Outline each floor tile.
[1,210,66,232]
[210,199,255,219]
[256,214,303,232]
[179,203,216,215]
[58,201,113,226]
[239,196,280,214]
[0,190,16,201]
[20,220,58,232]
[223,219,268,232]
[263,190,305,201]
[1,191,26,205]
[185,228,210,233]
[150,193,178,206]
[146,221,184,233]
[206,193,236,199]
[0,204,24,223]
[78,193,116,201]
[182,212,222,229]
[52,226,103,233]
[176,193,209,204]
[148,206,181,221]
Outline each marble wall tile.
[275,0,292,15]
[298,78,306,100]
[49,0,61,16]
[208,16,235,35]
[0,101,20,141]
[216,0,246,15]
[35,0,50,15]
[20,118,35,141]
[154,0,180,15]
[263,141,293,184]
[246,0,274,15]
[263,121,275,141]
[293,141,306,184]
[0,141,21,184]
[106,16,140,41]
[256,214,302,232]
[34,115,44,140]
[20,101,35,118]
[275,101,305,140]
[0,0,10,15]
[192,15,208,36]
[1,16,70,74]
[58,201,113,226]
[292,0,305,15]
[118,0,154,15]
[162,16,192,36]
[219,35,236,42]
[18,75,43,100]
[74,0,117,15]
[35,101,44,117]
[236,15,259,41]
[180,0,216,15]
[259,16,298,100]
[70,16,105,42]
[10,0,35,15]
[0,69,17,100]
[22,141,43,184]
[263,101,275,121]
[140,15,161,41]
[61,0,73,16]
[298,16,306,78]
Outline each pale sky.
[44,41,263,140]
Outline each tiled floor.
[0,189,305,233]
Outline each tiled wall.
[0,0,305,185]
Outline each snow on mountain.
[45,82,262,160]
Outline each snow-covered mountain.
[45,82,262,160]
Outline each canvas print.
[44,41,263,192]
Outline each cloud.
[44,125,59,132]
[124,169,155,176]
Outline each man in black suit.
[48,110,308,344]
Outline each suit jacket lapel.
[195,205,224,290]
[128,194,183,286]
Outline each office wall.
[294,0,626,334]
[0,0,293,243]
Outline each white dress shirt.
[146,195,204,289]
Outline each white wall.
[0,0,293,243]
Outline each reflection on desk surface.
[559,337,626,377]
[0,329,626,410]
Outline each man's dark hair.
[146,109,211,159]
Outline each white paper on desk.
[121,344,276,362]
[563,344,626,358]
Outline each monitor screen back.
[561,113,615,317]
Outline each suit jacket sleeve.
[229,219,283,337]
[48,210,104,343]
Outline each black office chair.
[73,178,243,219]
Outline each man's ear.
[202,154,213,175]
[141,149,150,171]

——————————

• _Written exercise_: How many lines of the listing contain "snow"? Match case exactly, and reply with the number alone.

• _Written response_: 2